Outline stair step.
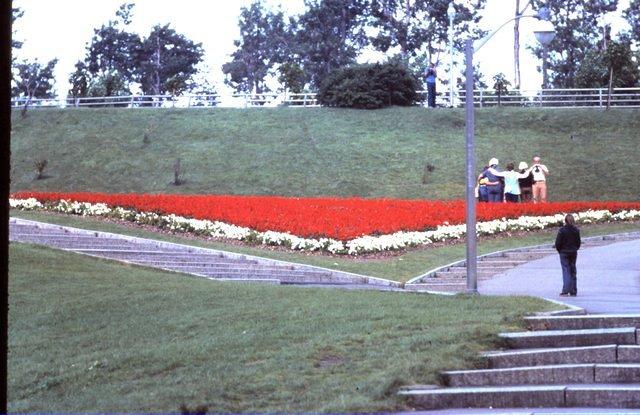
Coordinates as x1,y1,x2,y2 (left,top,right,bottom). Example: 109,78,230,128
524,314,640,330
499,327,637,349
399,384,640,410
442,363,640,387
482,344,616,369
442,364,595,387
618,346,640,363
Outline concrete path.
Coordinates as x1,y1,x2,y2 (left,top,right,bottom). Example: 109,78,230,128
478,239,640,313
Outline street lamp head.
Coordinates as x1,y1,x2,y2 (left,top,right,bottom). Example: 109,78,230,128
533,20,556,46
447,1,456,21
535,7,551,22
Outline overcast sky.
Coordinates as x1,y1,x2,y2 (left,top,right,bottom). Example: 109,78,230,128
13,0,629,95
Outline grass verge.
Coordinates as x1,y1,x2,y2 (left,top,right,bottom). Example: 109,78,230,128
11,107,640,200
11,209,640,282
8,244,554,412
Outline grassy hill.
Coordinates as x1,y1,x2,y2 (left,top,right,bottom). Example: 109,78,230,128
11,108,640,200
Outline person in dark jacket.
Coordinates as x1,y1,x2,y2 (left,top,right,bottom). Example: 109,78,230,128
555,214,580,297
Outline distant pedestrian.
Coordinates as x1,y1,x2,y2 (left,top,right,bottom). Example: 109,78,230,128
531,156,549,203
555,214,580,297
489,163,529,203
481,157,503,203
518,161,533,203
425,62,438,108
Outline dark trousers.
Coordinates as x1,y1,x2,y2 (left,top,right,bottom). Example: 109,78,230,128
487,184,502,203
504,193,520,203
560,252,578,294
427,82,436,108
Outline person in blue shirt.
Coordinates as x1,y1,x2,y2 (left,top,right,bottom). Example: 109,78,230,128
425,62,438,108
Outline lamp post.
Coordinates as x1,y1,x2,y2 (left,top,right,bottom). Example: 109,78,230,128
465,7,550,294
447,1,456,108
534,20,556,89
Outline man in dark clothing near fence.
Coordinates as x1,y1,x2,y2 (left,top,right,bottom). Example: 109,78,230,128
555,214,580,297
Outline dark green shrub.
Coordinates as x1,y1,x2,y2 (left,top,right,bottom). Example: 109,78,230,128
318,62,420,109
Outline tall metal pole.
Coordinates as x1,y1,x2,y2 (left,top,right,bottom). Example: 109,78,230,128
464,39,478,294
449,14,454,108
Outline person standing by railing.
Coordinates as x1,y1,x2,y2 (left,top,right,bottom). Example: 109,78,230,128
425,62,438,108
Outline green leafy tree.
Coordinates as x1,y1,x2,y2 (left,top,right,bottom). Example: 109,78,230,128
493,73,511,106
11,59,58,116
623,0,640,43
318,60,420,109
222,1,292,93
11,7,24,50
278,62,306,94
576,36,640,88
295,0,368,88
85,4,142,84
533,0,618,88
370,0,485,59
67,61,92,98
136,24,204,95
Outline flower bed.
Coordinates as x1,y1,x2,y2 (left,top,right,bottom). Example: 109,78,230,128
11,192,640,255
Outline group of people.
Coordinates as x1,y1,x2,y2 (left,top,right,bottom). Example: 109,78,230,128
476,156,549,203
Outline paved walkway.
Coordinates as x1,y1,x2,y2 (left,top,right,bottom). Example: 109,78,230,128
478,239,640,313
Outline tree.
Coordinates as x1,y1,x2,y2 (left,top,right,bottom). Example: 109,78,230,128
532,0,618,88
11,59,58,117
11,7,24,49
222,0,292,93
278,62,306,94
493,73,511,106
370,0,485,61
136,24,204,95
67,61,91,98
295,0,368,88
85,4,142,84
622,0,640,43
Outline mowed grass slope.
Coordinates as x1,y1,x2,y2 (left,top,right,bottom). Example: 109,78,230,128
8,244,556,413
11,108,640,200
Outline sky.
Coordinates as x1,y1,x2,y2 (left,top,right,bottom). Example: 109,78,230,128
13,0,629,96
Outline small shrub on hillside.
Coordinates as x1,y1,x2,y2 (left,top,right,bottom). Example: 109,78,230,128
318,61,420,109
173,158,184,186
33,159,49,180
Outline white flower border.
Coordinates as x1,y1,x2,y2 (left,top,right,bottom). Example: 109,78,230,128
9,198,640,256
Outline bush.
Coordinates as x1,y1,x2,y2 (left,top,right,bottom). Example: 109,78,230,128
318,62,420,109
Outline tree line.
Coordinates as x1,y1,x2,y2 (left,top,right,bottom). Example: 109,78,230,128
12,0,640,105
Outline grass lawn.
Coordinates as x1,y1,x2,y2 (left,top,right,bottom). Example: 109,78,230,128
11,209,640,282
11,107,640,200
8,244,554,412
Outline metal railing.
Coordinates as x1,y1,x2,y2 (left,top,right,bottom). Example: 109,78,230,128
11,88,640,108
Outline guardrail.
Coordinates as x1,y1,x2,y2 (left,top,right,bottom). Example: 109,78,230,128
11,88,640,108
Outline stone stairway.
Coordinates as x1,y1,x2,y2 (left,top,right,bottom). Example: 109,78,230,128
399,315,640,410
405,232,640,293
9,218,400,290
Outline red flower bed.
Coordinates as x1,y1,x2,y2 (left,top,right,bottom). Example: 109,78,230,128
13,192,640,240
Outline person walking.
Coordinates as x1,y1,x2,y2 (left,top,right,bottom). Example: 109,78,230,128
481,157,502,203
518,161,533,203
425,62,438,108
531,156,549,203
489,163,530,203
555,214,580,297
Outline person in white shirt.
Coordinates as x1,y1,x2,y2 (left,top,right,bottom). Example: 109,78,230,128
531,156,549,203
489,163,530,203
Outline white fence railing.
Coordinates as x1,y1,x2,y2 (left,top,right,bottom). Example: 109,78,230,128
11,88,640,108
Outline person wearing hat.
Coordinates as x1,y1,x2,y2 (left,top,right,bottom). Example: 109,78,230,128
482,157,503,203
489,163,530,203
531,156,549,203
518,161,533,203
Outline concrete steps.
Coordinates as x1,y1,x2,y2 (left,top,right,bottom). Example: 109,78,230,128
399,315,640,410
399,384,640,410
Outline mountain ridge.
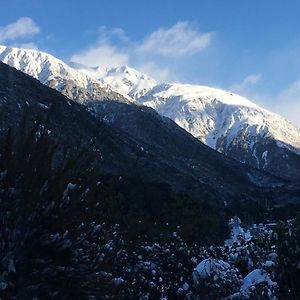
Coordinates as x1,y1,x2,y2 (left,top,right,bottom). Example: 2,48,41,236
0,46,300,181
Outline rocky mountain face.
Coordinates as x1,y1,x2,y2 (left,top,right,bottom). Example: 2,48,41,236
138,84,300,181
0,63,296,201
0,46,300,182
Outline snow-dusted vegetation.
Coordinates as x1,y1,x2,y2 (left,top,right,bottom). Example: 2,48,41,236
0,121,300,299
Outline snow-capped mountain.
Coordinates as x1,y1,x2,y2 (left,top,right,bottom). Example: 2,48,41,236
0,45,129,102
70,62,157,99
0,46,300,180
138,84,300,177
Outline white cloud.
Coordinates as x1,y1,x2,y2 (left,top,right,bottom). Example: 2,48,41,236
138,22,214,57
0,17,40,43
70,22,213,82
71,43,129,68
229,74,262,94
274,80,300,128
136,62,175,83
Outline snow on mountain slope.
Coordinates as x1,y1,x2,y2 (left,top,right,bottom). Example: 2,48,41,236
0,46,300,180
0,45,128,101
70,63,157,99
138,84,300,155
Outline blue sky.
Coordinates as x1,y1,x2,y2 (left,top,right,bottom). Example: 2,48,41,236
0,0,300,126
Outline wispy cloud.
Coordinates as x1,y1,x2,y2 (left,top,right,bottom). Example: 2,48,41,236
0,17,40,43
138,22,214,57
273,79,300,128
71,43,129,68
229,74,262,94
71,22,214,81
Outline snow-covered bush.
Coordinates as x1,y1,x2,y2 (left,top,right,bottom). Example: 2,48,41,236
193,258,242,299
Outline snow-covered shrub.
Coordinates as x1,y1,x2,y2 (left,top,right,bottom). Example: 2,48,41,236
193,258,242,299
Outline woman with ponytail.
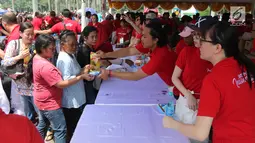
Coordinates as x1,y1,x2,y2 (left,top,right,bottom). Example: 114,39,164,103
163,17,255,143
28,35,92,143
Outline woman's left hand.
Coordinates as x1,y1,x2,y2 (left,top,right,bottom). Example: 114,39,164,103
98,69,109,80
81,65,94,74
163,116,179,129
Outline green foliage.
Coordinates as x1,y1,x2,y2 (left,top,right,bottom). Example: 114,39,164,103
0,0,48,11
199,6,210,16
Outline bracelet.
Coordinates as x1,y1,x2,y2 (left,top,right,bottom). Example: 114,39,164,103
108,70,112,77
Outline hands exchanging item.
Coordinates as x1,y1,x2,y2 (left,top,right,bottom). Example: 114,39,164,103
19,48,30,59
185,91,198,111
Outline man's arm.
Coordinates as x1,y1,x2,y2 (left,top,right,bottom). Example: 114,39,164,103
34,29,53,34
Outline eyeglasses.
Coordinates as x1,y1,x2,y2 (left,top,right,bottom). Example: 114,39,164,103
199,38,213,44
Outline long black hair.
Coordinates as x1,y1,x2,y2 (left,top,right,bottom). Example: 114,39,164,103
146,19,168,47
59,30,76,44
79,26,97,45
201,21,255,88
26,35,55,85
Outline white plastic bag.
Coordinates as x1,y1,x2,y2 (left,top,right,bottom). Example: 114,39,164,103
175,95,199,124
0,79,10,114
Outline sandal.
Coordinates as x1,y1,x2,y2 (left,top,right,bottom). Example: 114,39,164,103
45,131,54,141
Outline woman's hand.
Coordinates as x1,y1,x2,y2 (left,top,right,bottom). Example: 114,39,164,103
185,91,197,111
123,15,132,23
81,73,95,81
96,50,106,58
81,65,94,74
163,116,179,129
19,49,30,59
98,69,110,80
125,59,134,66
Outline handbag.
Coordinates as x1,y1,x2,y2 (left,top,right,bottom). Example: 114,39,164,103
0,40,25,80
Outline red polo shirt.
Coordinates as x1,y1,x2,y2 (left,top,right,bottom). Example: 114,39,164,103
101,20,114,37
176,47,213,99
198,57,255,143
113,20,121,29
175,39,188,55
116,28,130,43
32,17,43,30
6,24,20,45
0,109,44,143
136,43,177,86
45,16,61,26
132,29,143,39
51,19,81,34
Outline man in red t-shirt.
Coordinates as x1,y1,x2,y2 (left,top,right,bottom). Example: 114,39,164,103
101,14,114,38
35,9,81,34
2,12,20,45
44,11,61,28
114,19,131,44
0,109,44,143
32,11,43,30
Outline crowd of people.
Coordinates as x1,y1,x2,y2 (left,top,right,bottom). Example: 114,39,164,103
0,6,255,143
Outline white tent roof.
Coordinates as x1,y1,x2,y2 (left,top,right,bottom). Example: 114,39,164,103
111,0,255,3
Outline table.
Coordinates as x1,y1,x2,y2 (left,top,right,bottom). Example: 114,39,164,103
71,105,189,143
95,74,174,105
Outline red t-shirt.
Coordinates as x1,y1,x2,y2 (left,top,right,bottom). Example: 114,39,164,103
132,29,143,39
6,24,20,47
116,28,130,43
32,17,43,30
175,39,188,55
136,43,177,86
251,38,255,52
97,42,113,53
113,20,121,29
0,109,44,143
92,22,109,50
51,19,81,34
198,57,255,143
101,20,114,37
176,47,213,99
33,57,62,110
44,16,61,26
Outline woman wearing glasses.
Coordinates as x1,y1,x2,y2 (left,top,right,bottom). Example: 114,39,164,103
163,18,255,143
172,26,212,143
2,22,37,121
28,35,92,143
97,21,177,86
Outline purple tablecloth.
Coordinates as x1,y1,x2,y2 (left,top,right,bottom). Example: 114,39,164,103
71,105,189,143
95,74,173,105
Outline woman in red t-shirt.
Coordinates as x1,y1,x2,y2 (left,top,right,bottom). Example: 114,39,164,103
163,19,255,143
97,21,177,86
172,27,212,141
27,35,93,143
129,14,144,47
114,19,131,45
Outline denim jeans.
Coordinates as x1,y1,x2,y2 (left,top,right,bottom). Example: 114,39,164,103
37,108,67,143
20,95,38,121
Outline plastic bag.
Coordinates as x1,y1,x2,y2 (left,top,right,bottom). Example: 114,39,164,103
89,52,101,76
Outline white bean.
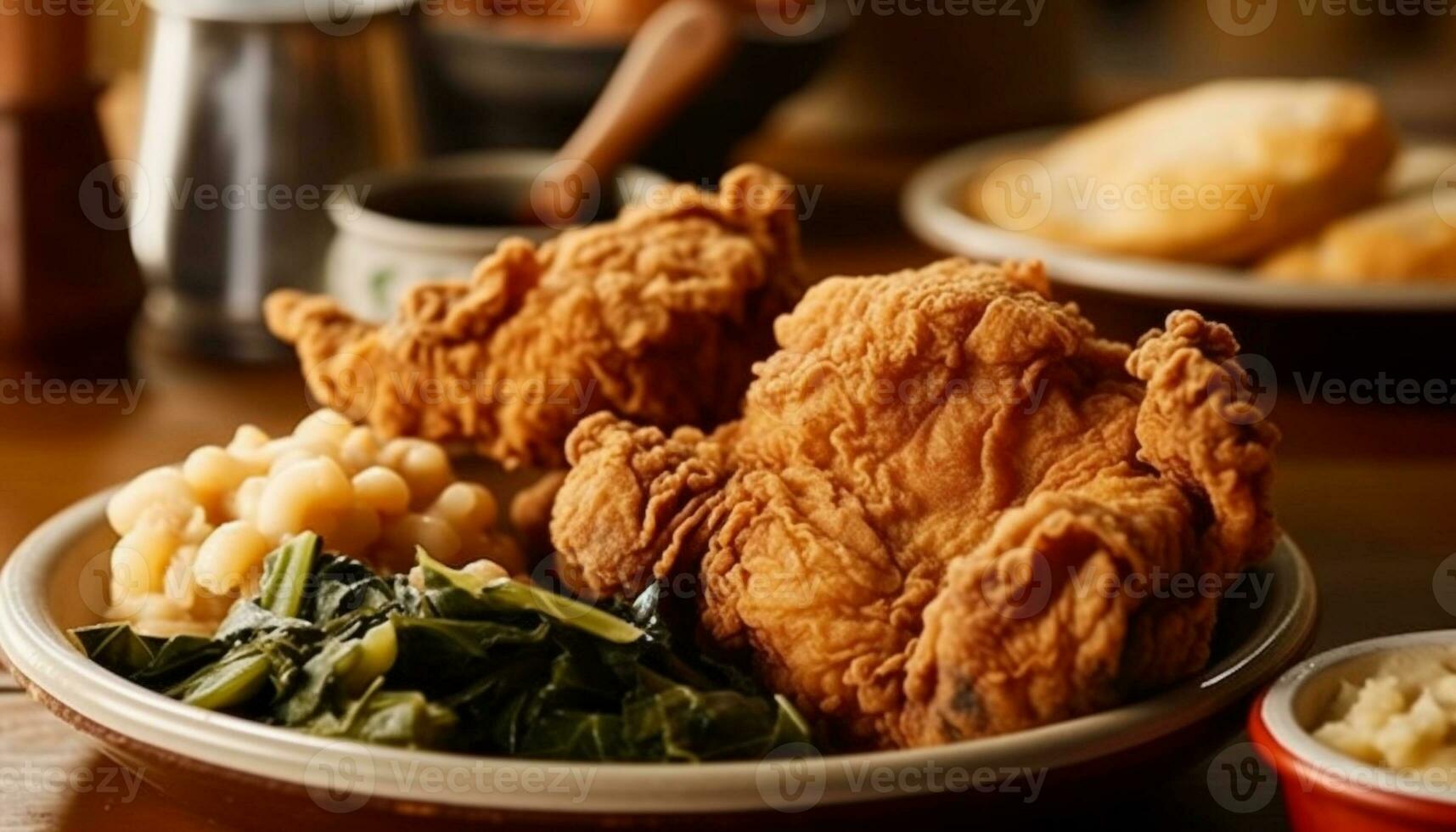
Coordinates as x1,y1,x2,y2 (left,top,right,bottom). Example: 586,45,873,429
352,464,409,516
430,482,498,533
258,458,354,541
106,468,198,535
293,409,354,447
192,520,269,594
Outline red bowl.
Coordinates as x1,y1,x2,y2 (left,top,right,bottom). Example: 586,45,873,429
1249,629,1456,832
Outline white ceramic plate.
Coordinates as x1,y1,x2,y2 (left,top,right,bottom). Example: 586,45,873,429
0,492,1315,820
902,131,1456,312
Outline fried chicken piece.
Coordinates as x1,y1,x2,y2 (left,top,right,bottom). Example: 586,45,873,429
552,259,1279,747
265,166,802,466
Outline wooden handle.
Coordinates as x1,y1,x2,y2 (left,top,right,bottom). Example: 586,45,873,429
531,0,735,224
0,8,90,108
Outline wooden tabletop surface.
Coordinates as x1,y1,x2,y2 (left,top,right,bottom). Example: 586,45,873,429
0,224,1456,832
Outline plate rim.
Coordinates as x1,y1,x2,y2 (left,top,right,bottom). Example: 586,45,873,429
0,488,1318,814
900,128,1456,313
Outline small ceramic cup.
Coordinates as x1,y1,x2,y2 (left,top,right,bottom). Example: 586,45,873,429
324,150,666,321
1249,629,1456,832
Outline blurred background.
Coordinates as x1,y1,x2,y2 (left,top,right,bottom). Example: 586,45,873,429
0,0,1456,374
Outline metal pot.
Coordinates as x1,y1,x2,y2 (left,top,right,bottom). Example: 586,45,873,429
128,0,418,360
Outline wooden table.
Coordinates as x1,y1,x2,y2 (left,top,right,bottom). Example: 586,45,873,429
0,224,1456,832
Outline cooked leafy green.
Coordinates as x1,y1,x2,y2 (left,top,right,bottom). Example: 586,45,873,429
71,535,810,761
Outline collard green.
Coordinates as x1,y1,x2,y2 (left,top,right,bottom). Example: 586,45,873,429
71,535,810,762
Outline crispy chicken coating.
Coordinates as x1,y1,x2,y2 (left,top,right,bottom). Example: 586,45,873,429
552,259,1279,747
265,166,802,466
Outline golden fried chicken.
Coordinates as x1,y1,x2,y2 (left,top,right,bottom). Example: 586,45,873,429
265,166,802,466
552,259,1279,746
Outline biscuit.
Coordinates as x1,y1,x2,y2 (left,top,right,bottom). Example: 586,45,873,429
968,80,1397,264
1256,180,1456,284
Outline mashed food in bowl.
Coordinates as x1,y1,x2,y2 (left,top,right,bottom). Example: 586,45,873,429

GOAL: Write out every line again in the part that opens with the line containing "Outline white tent roof." and closes with the line containing "95,74,173,105", shifting each answer coordinate up by 27. Leave the sample coordinates after "Example:" unchanged.

THE ANSWER:
Outline white tent roof.
Coordinates as x1,y1,x2,y2 (left,top,right,bottom). Example: 114,39,164,103
138,27,282,30
Outline table.
Coordinates as x1,y1,x2,y2 (left,top,right,bottom). Example: 114,39,164,103
98,132,216,170
122,101,201,132
Outline red t-shirt.
Coordinates as x1,y1,x2,y2 (left,top,right,bottom). Example: 114,39,164,103
159,56,170,66
33,51,47,74
143,55,157,70
59,44,70,57
202,66,215,82
163,70,204,113
278,65,282,79
124,69,140,80
140,47,148,56
27,136,71,170
119,49,136,77
78,46,108,61
225,84,282,170
128,47,141,64
203,74,240,126
60,84,89,137
71,43,88,53
Outline woman wearing glasses.
Coordinates as x1,y1,x2,y2 (left,top,right,bottom). Example: 114,39,164,103
190,45,282,170
199,53,239,170
29,49,64,148
55,62,119,170
124,48,204,113
Outline purple tablecloth.
Coordinates as x1,y1,x2,y2 (left,top,right,bottom). Example: 114,39,164,103
98,132,216,170
122,101,200,132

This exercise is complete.